*** Texto ***

SANTA MISSA NA IGREJA DE SANTA CRUZ

HOMILIA DO PAPA JOÃO PAULO II

Serra de Santo Abúndio, 5 de Setembro de 1982 

 

Caríssimos Irmãos e Irmãs

"Então se abrirão os olhos do cego / e se desimpedirão os ouvidos dos surdos. / Então o coxo saltará como um veado, / e a língua do mudo dará gritos de alegria" (Is 35, 5-6).

1. Com a descrição destas cenas gozosas que nos são apresentadas pelo profeta Isaías para anunciar a felicidade dos tempos messiânicos, dirijo-me a vós, caríssimos Irmãos e Irmãs, para manifestar-vos, por minha vez, a profunda alegria de celebrar hoje a Eucaristia convosco diante desta vetusta Igreja de Santa Cruz em Fonte Avellana, que, na sua linha descarnada e essencial, expressa na solidez da pedra nua e desperta no coração o sentido do eterno e a certeza das coisas do Céu. Já até a pureza da mística paisagem, em que este insigne Ermo está engastado, é tal que predispõe o espírito para a meditação e para a adoração de Deus, cuja infinita perfeição está reflectida nas belezas do que foi criado.

Vim dessedentar-me nesta fonte de espiritualidade, nesta atmosfera em que tudo é chamado aos valores do espírito. Aqui, onde reina o silêncio e domina a paz, Deus fala ao coração do homem.

Saúdo com sincero afecto a Comunidade camaldulense começando pelo Prior-Geral, Padre Benedetto Calati; saúdo de modo especial os Cardeais Palazzini e Paupini, e todos os Bispos presentes, com particular pensamento para Dom Costanzo Micci, que, na qualidade de Bispo local, tanto ambicionou esta visita; saúdo com deferência as Autoridades políticas e civis da Região marquejana e da Província.

*** Linhas listadas ***

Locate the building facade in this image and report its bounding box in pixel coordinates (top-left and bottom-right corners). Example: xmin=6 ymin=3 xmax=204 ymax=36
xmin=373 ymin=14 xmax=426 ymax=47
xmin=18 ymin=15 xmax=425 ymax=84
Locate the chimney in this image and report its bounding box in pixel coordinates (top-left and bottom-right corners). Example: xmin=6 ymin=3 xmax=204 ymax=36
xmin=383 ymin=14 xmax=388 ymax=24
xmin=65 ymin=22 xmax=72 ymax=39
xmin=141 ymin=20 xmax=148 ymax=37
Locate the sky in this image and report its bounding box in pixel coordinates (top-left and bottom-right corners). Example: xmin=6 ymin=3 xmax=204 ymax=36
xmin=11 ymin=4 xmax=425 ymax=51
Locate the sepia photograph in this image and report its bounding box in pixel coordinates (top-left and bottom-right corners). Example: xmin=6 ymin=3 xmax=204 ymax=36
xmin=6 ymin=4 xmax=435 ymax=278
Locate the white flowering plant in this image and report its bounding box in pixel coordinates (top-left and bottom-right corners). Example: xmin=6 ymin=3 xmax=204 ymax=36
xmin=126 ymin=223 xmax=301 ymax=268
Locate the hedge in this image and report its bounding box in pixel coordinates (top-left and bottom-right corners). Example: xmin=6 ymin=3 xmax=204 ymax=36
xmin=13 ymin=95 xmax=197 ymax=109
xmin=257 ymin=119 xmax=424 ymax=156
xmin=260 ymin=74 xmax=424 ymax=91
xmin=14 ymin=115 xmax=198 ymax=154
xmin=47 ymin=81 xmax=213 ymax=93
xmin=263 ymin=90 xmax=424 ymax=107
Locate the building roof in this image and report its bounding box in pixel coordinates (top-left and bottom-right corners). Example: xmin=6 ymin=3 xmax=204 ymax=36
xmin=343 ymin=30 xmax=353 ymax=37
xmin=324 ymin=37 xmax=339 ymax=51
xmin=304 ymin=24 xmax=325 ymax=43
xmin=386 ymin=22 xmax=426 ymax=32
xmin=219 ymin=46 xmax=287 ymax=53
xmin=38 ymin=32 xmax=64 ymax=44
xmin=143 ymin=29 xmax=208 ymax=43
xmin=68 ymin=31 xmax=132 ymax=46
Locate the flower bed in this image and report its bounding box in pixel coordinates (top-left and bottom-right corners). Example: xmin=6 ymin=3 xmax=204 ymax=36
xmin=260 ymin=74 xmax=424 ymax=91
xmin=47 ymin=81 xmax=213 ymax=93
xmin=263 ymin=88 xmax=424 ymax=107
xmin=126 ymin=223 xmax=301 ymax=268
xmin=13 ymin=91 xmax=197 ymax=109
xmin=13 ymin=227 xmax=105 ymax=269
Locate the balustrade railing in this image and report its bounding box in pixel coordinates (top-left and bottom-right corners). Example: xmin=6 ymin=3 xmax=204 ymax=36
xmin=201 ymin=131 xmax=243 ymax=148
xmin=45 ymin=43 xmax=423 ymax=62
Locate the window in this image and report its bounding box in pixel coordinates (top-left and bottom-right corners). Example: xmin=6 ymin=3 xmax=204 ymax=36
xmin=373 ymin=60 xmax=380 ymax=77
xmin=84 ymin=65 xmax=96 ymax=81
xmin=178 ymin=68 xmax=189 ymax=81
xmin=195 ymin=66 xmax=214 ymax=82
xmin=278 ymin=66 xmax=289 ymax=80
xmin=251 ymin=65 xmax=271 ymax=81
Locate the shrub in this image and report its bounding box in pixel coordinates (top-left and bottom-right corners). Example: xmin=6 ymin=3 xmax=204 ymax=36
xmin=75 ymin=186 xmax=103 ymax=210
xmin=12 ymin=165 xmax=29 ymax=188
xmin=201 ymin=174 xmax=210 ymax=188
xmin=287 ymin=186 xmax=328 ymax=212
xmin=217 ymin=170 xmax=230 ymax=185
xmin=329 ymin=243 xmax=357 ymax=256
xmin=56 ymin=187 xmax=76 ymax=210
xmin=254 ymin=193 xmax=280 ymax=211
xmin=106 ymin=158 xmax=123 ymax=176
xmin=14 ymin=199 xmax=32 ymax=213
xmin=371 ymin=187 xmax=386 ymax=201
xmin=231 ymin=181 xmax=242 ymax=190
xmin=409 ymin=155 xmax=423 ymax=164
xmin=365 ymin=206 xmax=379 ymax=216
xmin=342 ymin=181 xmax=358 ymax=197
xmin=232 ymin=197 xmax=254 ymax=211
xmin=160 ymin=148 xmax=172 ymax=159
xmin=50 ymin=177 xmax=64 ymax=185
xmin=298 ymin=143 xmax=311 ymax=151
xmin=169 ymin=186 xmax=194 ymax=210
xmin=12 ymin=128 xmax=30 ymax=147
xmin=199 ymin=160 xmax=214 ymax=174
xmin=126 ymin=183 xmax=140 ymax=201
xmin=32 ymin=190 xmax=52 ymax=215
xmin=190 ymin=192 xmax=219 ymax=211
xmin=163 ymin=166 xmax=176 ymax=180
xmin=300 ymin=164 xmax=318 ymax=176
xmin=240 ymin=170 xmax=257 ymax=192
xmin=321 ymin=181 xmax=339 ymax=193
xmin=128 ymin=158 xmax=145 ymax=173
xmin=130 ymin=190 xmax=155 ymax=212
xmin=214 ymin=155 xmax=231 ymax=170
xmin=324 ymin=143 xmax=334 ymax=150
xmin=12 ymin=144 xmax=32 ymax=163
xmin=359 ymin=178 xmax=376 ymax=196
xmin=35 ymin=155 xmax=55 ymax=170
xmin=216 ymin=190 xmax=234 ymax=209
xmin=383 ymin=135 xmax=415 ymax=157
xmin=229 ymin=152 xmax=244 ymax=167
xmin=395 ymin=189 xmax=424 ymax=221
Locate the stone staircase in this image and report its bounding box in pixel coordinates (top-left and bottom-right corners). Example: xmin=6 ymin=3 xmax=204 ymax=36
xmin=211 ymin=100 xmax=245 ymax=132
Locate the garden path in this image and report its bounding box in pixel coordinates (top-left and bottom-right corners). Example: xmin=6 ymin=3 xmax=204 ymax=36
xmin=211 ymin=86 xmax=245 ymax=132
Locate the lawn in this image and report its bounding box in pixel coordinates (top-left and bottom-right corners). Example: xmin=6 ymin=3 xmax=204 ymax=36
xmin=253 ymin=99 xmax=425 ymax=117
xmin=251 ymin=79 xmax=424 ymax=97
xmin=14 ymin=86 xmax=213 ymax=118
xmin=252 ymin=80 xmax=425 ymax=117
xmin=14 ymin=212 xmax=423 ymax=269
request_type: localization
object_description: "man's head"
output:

***

◆ **Lista de tarefas**
1. Pode devolver, sem nenhuma alteração, o trecho da homilia que vai de "Saúdo com sincero" a "e da Província."?
2. Como se traduz para o inglês esta frase da homilia: "Aqui, onde reina o silêncio e domina a paz, Deus fala ao coração do homem."?
As linhas são um material à parte, independente da homilia.

◆ **Respostas dadas**
1.
Saúdo com sincero afecto a Comunidade camaldulense começando pelo Prior-Geral, Padre Benedetto Calati; saúdo de modo especial os Cardeais Palazzini e Paupini, e todos os Bispos presentes, com particular pensamento para Dom Costanzo Micci, que, na qualidade de Bispo local, tanto ambicionou esta visita; saúdo com deferência as Autoridades políticas e civis da Região marquejana e da Província.

2. Here, where silence reigns and peace prevails, God speaks to the heart of man.